[A block of data]
========

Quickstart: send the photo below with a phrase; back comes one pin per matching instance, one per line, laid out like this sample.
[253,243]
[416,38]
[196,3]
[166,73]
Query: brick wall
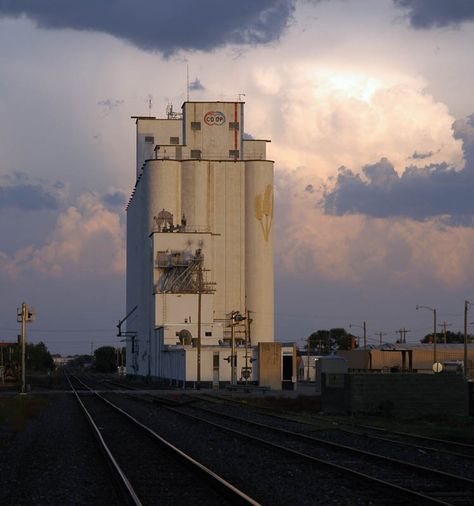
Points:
[398,394]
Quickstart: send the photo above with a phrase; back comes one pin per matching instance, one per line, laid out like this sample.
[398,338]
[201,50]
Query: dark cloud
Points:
[436,190]
[110,104]
[115,199]
[436,13]
[28,197]
[165,26]
[421,156]
[196,85]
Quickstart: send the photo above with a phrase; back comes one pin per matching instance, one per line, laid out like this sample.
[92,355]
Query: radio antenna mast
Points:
[150,102]
[187,82]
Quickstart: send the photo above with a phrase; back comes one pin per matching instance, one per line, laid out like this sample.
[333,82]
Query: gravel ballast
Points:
[54,461]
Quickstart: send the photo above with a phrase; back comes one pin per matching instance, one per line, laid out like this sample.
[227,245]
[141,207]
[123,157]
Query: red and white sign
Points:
[212,118]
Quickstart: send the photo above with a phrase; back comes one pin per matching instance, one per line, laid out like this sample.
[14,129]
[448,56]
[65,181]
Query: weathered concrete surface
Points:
[398,394]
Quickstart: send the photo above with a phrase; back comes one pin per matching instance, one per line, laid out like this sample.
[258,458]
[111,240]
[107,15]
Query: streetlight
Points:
[364,328]
[434,328]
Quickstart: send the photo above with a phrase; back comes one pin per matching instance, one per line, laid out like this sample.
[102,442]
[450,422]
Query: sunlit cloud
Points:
[87,239]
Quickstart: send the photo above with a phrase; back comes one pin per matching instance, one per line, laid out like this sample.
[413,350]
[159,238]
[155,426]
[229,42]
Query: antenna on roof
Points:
[187,82]
[150,102]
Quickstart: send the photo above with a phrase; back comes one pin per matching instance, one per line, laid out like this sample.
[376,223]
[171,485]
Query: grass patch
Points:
[16,413]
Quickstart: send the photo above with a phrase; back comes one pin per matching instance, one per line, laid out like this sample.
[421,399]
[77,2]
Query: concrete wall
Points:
[270,366]
[401,394]
[215,138]
[160,130]
[255,149]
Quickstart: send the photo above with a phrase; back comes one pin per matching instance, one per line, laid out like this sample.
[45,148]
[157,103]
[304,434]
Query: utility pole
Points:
[307,356]
[403,335]
[198,384]
[235,318]
[380,334]
[247,342]
[24,316]
[467,304]
[443,326]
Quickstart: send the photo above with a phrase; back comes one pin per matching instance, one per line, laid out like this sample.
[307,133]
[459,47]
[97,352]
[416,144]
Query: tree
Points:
[80,361]
[38,358]
[325,341]
[105,359]
[451,337]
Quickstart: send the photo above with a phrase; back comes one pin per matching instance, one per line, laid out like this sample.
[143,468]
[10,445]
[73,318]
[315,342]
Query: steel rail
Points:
[407,491]
[420,436]
[332,444]
[343,428]
[235,495]
[125,486]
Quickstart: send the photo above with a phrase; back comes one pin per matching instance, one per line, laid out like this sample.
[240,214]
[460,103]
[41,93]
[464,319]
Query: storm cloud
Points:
[435,190]
[166,26]
[437,13]
[29,197]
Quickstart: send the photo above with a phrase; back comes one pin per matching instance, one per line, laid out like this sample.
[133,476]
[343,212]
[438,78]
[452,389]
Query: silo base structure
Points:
[199,249]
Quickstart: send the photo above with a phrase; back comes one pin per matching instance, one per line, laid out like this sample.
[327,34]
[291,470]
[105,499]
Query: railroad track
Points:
[157,473]
[419,483]
[415,441]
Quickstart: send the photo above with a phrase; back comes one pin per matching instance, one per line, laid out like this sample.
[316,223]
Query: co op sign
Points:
[212,118]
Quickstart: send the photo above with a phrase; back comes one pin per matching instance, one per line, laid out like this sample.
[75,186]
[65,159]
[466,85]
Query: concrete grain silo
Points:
[199,247]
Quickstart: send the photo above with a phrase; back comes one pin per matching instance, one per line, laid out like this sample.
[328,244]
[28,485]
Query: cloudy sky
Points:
[370,110]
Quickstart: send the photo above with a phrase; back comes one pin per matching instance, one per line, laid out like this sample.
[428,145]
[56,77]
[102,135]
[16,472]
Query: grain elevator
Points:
[199,247]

========

### Short task
Count the lines in the material that contain the string "antenna", and give only that number.

### Complete output
2